-- START INFORMATION SUPPLIED --
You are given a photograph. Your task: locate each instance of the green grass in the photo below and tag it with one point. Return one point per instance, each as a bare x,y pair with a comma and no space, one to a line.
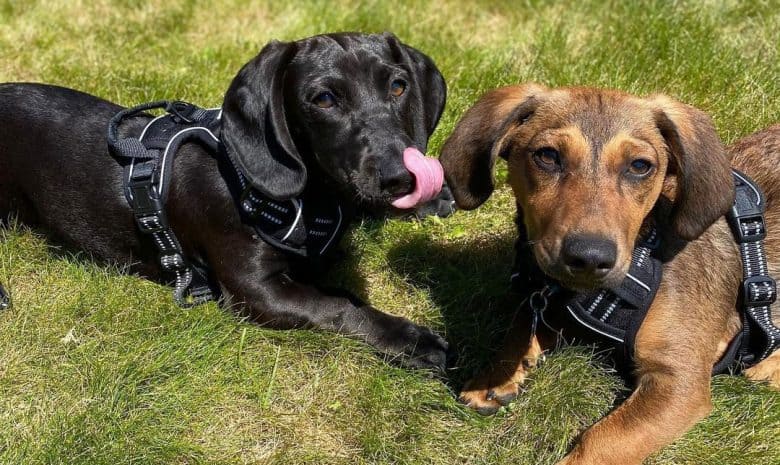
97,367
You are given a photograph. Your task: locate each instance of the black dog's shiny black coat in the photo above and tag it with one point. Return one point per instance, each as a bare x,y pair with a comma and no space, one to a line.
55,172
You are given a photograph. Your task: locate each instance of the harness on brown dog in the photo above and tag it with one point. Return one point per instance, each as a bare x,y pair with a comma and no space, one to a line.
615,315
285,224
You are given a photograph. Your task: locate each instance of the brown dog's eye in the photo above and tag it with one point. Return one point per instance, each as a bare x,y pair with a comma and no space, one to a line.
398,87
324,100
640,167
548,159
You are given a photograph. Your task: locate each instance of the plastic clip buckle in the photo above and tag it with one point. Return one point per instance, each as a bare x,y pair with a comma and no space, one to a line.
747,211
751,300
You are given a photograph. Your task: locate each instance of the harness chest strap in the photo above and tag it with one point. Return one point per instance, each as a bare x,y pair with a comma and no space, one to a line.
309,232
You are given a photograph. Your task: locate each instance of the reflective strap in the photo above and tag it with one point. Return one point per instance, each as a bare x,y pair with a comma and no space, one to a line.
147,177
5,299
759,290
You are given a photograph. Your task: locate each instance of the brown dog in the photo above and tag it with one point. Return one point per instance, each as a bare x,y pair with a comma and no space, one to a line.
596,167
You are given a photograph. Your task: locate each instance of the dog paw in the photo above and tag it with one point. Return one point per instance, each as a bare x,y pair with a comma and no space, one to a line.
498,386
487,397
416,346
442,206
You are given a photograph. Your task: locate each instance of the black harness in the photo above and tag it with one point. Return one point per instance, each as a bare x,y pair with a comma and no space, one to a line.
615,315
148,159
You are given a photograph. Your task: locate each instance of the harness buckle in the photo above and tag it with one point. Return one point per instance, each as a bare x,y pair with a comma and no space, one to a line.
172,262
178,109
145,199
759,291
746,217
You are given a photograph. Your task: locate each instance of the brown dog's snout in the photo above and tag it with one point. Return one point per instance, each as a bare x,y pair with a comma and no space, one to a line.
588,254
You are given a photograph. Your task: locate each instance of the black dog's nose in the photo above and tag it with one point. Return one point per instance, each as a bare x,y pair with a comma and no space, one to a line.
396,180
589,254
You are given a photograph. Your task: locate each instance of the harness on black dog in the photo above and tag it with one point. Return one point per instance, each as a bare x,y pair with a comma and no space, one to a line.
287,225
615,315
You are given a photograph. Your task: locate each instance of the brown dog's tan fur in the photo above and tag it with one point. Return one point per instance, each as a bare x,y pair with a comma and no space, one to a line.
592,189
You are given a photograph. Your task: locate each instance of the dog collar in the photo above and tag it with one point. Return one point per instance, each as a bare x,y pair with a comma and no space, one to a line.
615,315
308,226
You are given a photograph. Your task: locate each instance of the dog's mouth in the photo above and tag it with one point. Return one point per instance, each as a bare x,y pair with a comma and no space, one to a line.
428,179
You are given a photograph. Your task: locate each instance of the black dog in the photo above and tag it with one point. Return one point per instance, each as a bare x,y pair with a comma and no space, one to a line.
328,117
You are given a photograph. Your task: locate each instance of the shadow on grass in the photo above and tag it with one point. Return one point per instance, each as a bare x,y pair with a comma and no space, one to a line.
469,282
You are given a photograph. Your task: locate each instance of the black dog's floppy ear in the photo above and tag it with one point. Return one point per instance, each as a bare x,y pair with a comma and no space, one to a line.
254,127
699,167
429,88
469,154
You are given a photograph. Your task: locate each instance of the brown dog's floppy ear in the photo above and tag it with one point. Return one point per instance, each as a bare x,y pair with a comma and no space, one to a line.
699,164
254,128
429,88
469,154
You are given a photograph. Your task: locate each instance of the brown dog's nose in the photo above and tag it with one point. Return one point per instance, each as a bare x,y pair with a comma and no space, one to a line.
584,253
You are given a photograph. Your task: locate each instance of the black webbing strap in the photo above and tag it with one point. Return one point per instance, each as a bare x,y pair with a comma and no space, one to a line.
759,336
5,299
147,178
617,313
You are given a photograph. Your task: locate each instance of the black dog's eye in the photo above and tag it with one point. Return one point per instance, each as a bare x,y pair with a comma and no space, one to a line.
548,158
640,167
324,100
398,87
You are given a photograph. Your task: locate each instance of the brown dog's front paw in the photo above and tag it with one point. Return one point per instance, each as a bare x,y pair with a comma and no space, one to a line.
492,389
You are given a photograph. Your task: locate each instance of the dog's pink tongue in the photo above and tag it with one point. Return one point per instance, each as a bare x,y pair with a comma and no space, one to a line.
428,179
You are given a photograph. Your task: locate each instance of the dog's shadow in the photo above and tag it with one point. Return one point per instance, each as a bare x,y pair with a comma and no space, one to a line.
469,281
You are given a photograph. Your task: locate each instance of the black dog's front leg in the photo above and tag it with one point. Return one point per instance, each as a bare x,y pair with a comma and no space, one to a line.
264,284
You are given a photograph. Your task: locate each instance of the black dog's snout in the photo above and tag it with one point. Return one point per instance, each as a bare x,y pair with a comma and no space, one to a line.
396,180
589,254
-- END INFORMATION SUPPLIED --
§ **WHAT THE TASK ASKS**: Reproduce all of the data above word for word, omitting the pictures.

§ **EXPECTED ANSWER**:
You are given a photograph. Your task: locate each instance of the green grass in the photo below and tag it with one point. Return one point per instance, each as a bare x,y pair with a comma and no space, one to a line.
97,367
You are given a photograph. Your task: locate each instance of the black dog's shiny black coat in the photo above and tag it with one point. Return one point per instance, each as a bare x,y pair with a comma and no space, one to a line.
55,172
You are given a photograph. Your task: locate each instance of the harness on brown dog in the photo above and tag it with one point. Return one point per instance, each as a bare x,y pair with a comma and no space, one to a line.
615,315
285,224
You are given a photograph. Your task: locate each instance of the brown dog's eye in the photo above and tag it with one point. Return one point per instance, each as a bare x,y pair with a comma and no space, one to a line.
398,87
324,100
640,167
548,159
You are given a photograph. Your task: locate each instance of the plastic clip buckle in the photo above and tag it with one point. Return one point per instance, each as a bare x,y pair with a comma and no space, one to a line.
747,211
751,300
You are given a photograph. Your task: locate each instance of the harness chest strap in the photo above and tag it with one point. Return one point per instance, each as a bare x,y pair with a comma and no space, one to a line.
309,232
You are given a photograph. Your task: locate each instance of the reflective strap in the photo above and tag it with one point. Return one point per instance, each as a bare x,y pair with a comma and no space, one to a line.
147,177
5,299
759,290
You are given a photograph. Your task: locate each instance of the brown dog in the photo above and tag it with one point. Return one point per instance, each as a bare x,y pair with a comma and no space, one to a line.
596,167
You are given a photograph. Your task: locate each instance of the dog paw in the photo above and tag it with one point. Return one point per instance, each as a bare x,y pair with a comma and no space, one to a line.
498,386
487,397
416,346
442,206
You are given a photograph. Your task: locate each instance of the black harness in the photo above and tag it with one point. Return one point per instance, each as a bare x,y pair with a comma and no space, one to a line.
615,315
148,159
You are given a photograph. Your task: locate each instance of the harness buckle in the photo above and tag it with one point. Return one point per instance, each as a bare x,y pair with a comma and no space, one to a line.
172,262
178,109
145,199
759,291
746,217
You are given a photograph. Your task: locate each instance of the brown dog's snout in the photo above and tag it with one point. Return one point per instance, each as a bare x,y pair with a comma and no space, one to a line.
588,254
You are given a photograph. Your task: locate each instance of the black dog's nose in the photo above and tag it with one point. Return one point per instance, each as a bare x,y pair with a comma and no space, one to a line.
396,180
589,254
You are given a photograph. Your task: locate each instance of the harness on black dog in the photo above and tag it with one point. Return one point per instance, each as a bare x,y pair with a comma and no space, one to a line.
287,225
615,315
You are given a photograph. Your task: locate each instance of the brown dog's tan fur in the photo above and tag it with one point. Return one point per instance, each as a bare x,y pair with a comma and no space, one to a line.
592,189
You are given a photograph. Your task: locate each instance of the dog collar in the photo above and tag it with one point. Return one point per instance, each as a bare x,y pair with a comma and no space, one to a line.
615,315
308,226
You are given a photograph. Your task: locate each instance of the dog's mouth in the photo above and tag it with one point. Return one point per instance, each as a bare x,y pair with a comma and no space, one to a line.
428,179
You are given a photograph. Your task: locate each instance of the black dog in the photo above and tag it with one point. Return one point per instance, each as a bare x,y pair with a comma and no space, one to a line.
328,117
You are given a photograph. Your task: locate each instance of the shadow on grass in the photo above and tag it with one point. Return one point per instance, each as a bare x,y pair with a comma and no space, one to a line.
469,282
You are given a photograph. Your task: locate each instance of the black dog's floppy ear in the photo above and tag it with one point. Return one point per instance, each as a bare x,y pair with a comma and no space, one to a line.
254,127
699,167
429,88
469,154
You are given a photograph. Your task: locate each instance of the brown dog's floppy ear in the photo above and tag it with one point. Return one point per instance, each as a bare x,y pair with a comma and no space, one to a line.
699,164
254,128
429,88
469,154
You are given a photograph. Your task: locate each instance of the brown dog's nose in the photo above and tag it with one point. Return one point per instance, each as a bare x,y pair with a comma and no space, one to a line.
584,253
You are given a photograph. Your task: locate each instance of the black webbing strap in the photo above and tag it with one point. Return one point per instance, each as a bare x,y pair with a comma and no space, one to a line.
759,336
5,299
147,178
617,313
You are given a photograph. Your task: locate each instance of the black dog's eye in the photo above and tag it with one point. Return one point per instance, each as a bare x,y pair with a comma and no space, one to a line.
548,158
640,167
324,100
398,87
You are given a photograph. Your task: locate each instance of the brown dog's front paw in the photo above and tag it with one point. Return one point per instance, each as a bare x,y pair with a comma and no space, one to a line.
492,389
You are given a photograph. Your task: locate each instance of the dog's pink tongue in the photo above and tag it with one point. Return one point per instance, each as a bare x,y pair with a comma and no space, one to a line.
428,179
You are given a photograph. Your task: locate each instance of the dog's shadow in the photo above and tag it with one point. Return one point per instance, each as a bare x,y pair with a comma and no space, one to a line.
469,281
You are given a photograph. Your task: locate each instance of the black dog's front leg in the photo above and tag it with one point. Return one point per instance, each as a bare x,y pair with a comma and no space, one to a line.
264,284
You are given a photograph. Your task: locate each instance of the black dog's snout in the photo above and tag it with one point. Return one point per instance, each as a bare x,y pair with a comma and no space, one to a line.
396,180
589,254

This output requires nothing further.